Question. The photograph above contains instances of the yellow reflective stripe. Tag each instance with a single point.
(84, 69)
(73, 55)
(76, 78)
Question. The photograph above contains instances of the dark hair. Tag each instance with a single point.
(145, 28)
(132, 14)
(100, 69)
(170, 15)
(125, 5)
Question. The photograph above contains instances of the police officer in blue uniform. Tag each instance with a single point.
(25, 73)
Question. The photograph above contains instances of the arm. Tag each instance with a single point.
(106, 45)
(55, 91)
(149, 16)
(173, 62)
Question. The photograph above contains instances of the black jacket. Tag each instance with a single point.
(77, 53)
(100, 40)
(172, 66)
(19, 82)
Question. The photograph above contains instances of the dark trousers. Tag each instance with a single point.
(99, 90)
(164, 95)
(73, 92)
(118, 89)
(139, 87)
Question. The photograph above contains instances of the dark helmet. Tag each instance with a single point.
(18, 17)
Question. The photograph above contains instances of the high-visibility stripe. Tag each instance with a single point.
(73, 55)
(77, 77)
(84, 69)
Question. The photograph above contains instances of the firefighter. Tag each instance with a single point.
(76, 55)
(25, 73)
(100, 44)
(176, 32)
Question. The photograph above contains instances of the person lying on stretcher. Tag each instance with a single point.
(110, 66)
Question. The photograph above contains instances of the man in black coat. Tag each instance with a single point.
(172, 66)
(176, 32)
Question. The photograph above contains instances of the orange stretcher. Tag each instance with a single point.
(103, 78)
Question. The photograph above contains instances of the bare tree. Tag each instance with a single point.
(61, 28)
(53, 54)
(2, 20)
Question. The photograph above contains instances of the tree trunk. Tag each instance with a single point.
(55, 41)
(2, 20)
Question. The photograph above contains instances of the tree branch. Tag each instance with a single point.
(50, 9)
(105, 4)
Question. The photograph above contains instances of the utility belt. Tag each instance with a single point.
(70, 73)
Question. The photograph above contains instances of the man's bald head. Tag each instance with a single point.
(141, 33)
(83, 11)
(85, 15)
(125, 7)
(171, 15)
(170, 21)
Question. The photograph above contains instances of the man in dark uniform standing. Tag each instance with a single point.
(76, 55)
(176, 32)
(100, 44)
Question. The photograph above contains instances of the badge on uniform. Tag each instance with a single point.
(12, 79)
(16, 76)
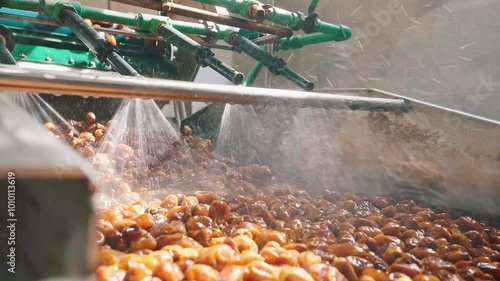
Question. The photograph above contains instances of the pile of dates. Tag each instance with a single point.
(289, 235)
(250, 227)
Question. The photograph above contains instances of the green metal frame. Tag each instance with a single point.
(322, 31)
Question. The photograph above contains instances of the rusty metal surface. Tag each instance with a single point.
(430, 153)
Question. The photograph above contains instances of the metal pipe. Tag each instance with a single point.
(36, 81)
(226, 20)
(204, 56)
(102, 49)
(5, 56)
(148, 4)
(275, 64)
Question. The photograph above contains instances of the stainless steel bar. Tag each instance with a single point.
(37, 81)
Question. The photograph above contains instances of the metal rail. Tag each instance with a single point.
(42, 81)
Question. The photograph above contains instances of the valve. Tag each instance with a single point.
(276, 65)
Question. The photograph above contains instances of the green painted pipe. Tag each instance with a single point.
(312, 6)
(240, 7)
(53, 9)
(327, 32)
(253, 9)
(293, 20)
(254, 72)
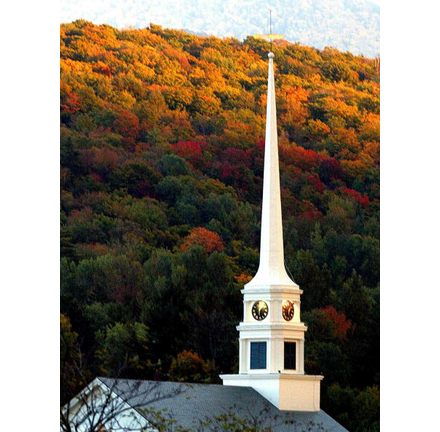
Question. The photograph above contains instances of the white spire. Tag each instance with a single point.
(271, 270)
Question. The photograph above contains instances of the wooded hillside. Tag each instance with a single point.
(162, 139)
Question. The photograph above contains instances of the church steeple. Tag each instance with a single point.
(271, 353)
(271, 270)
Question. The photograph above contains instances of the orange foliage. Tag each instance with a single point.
(211, 241)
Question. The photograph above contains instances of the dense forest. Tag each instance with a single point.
(162, 139)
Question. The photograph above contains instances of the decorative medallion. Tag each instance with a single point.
(260, 310)
(288, 310)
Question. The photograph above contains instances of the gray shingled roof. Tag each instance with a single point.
(191, 404)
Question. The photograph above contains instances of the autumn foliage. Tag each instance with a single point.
(162, 155)
(203, 237)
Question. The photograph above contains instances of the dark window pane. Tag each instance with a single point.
(289, 355)
(258, 355)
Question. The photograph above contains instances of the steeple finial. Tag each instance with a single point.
(269, 36)
(271, 270)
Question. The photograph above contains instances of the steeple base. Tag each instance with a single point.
(286, 391)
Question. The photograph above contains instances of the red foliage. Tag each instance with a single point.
(311, 215)
(187, 149)
(211, 241)
(301, 157)
(357, 196)
(340, 321)
(236, 157)
(71, 103)
(330, 169)
(316, 183)
(127, 125)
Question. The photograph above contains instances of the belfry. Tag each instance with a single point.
(272, 334)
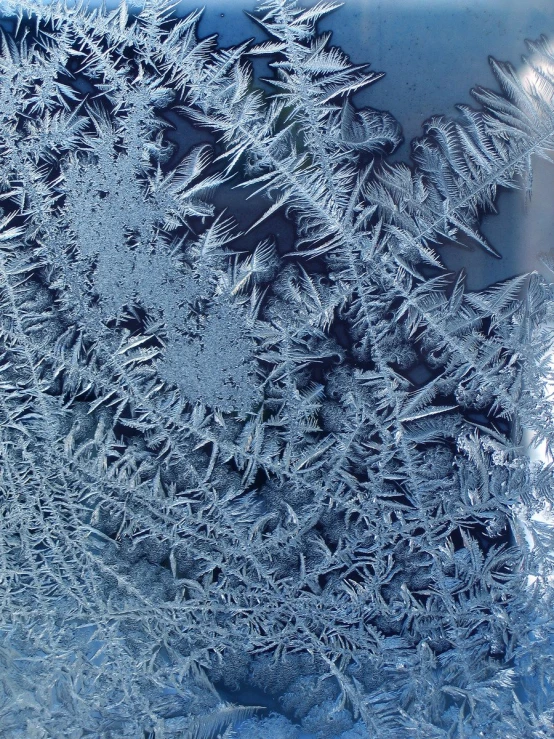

□ □ □ □ □ □ □

- [EXERCISE GOAL]:
Extract every line of the listing from the one containing "Question. The photograph above contains instances of the red" through the end of the listing, including both ends, and copy them verbatim. Omit any pictures from your answer.

- [FULL ANSWER]:
Question. The photograph above contains instances of the red foliage. Tag each instance with a single point.
(311, 215)
(187, 149)
(211, 241)
(301, 157)
(357, 196)
(340, 321)
(236, 157)
(71, 103)
(330, 169)
(316, 183)
(127, 125)
Question. The photograph above contains instances of the belfry. Tag each instance with a single point.
(272, 334)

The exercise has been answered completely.